▶ [Aim]:
Pull out every line of the entries below that contains the word "door".

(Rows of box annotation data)
<<<<

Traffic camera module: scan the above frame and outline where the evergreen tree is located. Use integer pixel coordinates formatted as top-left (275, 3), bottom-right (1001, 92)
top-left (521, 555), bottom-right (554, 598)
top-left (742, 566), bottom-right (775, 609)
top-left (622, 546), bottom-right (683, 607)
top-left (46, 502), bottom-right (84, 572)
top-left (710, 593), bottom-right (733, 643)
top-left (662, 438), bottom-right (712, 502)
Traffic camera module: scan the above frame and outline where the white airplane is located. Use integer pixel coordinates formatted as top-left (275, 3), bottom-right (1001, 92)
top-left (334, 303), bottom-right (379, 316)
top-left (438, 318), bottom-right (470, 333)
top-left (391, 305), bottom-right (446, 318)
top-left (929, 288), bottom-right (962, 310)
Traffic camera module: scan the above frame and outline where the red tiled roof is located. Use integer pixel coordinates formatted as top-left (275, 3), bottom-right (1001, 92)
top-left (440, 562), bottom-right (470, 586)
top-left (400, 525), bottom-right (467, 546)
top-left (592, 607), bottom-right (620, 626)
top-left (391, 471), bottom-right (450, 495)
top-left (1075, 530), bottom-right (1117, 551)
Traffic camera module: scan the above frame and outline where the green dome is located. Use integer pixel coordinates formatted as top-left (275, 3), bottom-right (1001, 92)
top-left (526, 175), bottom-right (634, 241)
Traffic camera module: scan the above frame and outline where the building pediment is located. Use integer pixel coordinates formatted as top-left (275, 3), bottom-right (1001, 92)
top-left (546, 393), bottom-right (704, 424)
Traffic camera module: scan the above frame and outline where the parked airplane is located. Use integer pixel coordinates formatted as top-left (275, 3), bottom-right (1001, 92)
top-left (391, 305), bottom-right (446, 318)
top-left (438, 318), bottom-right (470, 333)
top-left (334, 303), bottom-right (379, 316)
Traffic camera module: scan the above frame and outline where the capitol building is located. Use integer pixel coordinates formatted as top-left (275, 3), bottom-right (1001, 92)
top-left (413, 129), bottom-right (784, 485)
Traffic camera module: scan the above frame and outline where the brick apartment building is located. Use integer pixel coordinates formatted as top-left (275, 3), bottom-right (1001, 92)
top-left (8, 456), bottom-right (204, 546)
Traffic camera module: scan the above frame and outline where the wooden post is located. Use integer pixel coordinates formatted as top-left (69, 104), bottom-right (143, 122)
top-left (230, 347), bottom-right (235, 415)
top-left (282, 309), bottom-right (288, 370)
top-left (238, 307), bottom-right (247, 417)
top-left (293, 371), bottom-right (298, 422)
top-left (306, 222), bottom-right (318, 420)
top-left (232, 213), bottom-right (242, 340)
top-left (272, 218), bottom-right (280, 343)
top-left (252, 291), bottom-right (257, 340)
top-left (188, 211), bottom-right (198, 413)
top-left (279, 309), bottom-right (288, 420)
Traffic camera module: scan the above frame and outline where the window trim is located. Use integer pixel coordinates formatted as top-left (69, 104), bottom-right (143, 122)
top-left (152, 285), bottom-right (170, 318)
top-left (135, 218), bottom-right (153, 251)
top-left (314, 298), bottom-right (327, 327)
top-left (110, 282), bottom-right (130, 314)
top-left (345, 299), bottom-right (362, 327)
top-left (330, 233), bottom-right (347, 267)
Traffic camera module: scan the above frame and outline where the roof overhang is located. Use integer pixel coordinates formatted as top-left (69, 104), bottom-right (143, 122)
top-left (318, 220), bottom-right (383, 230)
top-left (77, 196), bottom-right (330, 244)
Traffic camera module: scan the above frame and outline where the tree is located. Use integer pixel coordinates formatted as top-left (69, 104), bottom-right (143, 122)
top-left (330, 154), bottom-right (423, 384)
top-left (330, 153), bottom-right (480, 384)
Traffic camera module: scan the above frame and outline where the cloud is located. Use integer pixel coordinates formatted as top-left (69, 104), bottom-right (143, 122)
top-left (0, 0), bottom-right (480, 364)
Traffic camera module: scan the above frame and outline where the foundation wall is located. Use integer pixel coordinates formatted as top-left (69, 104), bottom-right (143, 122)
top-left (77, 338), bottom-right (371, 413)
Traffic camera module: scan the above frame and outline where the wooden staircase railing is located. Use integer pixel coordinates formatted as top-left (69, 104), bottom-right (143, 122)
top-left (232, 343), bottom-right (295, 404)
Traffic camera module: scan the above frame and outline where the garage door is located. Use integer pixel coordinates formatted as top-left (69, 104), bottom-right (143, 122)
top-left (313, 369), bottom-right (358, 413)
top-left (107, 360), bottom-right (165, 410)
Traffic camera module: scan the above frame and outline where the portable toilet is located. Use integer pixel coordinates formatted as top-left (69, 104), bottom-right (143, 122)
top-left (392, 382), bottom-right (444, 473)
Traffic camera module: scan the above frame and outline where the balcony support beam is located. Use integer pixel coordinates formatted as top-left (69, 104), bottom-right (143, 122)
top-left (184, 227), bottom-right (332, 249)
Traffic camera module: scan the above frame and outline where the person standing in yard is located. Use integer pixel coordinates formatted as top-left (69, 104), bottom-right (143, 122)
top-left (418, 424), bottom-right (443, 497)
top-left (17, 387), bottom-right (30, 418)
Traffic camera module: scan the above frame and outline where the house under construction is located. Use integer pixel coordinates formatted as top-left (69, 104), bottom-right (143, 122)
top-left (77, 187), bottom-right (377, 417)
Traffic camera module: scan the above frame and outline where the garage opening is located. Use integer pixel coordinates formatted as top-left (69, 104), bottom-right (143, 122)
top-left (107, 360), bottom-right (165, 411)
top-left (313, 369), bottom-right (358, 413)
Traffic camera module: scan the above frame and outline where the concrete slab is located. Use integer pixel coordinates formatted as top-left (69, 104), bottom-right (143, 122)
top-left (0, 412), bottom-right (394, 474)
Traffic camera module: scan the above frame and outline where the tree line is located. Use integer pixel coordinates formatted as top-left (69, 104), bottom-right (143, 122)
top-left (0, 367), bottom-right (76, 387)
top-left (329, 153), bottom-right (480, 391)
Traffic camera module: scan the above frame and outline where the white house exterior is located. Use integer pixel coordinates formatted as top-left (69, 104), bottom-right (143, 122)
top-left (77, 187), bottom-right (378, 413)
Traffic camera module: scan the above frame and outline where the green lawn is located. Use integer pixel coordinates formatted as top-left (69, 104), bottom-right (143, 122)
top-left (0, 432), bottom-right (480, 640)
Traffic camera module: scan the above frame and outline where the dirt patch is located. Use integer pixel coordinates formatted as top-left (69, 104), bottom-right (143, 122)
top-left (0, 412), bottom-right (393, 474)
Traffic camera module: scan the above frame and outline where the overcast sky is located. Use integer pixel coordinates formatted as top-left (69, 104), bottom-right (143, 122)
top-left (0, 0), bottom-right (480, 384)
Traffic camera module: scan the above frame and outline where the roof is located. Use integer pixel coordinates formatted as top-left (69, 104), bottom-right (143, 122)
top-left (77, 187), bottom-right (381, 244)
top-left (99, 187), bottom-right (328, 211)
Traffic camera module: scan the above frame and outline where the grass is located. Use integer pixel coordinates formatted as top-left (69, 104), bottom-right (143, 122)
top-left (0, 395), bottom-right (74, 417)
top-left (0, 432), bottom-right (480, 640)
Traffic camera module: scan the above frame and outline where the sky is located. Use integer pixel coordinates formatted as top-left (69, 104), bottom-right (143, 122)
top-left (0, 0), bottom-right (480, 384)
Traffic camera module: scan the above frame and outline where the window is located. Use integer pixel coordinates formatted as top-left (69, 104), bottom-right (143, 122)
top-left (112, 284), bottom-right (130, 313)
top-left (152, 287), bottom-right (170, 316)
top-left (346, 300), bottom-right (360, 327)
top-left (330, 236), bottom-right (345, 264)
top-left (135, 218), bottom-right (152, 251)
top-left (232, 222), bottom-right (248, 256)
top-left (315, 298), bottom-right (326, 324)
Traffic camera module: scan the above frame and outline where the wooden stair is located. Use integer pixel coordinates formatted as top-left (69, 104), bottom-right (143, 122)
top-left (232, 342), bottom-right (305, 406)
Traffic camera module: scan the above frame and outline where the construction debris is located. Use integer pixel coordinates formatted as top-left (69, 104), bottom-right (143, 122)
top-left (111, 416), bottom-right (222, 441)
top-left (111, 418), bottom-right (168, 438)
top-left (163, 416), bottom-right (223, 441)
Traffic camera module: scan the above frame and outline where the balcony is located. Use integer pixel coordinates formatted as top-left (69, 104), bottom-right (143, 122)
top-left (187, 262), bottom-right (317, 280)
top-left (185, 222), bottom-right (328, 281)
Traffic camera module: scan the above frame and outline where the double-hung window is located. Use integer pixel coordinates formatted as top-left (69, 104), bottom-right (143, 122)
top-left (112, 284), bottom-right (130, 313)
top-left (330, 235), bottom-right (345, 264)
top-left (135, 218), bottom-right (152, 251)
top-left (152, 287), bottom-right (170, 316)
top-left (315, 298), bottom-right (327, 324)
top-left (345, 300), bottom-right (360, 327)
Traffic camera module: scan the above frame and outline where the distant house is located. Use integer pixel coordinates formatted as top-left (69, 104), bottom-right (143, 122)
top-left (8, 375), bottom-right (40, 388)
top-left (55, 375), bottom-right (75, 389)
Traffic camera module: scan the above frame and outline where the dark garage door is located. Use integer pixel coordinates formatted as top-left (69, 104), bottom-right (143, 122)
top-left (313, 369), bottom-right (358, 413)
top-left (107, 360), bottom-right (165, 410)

>>>>

▶ [Result of the task]:
Traffic camera module: scan the above frame and outline where the garage door is located. Use integer pixel coordinates formatted as top-left (69, 104), bottom-right (143, 122)
Traffic camera module: scan the above frame and outline where the dark garage door is located. Use integer pixel coordinates formatted as top-left (69, 104), bottom-right (143, 122)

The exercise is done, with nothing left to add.